Por que o brasileiro confia tanto na inteligência artificial?
Por Marcelo Fischer Salvatico |

O Brasil não teve dificuldades em aceitar o fenômeno da inteligência artificial (IA). De acordo com um levantamento da Cisco, o país ocupa a segunda posição global no uso de IA generativa com 51,6% dos entrevistados afirmando utilizar a tecnologia ativamente — ficando atrás apenas da Índia.
Mas a relação do brasileiro com a ferramenta vai além da produtividade, a IA se tornou “confidente” e conselheira na vida do usuário daqui.
Uma pesquisa inédita da consultoria Página 3, intitulada "Mais do Mesmo", revela que a confiança na tecnologia ultrapassa barreiras funcionais e entra na esfera emocional: 63% dos brasileiros admitem usar IA para pedir ajuda na escrita de mensagens pessoais.

•••••

## [Requisitos da tarefa]
Transcreva na íntegra e sem nenhuma alteração o trecho sobre a confiança dos brasileiros na inteligência artificial. O material a seguir é independente do trecho.

## [Seção de dados]
•••••

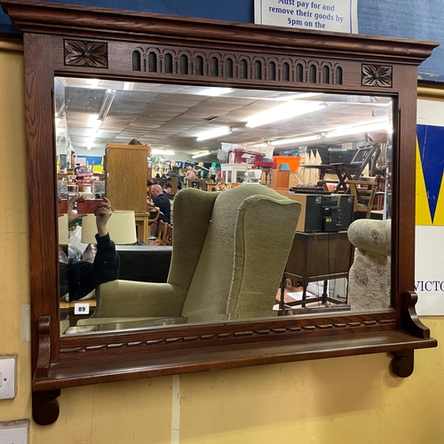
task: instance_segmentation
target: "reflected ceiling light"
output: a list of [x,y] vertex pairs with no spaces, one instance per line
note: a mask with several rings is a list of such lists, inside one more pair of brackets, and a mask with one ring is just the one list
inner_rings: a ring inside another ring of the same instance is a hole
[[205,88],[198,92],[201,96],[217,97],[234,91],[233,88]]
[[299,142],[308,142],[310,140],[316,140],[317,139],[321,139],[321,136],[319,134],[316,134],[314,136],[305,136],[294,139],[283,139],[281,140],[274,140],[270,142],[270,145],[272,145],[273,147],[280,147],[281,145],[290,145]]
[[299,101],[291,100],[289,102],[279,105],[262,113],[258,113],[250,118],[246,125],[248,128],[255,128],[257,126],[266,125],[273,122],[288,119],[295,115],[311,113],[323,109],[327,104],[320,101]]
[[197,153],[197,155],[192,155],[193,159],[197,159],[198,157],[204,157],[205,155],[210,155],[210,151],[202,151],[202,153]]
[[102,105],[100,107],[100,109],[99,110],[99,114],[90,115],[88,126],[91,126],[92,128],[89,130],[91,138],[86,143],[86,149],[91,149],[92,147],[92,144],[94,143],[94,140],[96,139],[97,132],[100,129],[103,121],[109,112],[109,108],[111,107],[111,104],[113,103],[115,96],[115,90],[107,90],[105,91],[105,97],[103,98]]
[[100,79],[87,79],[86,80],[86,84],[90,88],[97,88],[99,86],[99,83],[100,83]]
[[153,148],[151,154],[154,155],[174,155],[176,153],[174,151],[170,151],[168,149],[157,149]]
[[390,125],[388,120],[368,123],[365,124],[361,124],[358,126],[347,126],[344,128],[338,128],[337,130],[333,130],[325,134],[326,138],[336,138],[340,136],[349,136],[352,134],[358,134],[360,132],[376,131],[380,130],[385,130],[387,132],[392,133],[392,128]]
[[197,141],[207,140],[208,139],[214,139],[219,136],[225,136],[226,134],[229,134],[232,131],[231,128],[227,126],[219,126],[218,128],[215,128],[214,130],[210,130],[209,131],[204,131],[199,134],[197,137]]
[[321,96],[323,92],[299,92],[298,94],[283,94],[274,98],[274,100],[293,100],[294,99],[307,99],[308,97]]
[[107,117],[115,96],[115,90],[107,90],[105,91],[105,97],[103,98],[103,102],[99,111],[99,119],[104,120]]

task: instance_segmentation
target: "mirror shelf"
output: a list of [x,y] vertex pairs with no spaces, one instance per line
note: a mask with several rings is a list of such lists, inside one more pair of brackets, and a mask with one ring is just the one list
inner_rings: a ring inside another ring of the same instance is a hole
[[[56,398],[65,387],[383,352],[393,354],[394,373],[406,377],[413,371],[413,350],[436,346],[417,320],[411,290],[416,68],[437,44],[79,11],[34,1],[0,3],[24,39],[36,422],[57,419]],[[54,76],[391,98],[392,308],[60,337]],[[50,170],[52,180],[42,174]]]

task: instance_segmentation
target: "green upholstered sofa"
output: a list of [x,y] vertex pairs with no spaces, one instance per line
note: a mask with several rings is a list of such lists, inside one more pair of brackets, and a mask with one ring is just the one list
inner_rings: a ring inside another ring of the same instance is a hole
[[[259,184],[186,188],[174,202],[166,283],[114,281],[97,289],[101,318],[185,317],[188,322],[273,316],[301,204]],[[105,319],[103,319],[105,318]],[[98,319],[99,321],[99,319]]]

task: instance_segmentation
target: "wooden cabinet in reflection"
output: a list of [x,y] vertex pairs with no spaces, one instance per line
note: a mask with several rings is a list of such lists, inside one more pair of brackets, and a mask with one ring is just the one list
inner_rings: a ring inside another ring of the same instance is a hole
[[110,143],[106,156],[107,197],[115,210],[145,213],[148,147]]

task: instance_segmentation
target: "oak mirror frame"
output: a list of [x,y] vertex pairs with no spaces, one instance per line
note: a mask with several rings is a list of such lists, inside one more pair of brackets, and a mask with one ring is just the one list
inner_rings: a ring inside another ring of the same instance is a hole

•••••

## [Resposta]
Por que o brasileiro confia tanto na inteligência artificial?
Por Marcelo Fischer Salvatico |

O Brasil não teve dificuldades em aceitar o fenômeno da inteligência artificial (IA). De acordo com um levantamento da Cisco, o país ocupa a segunda posição global no uso de IA generativa com 51,6% dos entrevistados afirmando utilizar a tecnologia ativamente — ficando atrás apenas da Índia.
Mas a relação do brasileiro com a ferramenta vai além da produtividade, a IA se tornou “confidente” e conselheira na vida do usuário daqui.
Uma pesquisa inédita da consultoria Página 3, intitulada "Mais do Mesmo", revela que a confiança na tecnologia ultrapassa barreiras funcionais e entra na esfera emocional: 63% dos brasileiros admitem usar IA para pedir ajuda na escrita de mensagens pessoais.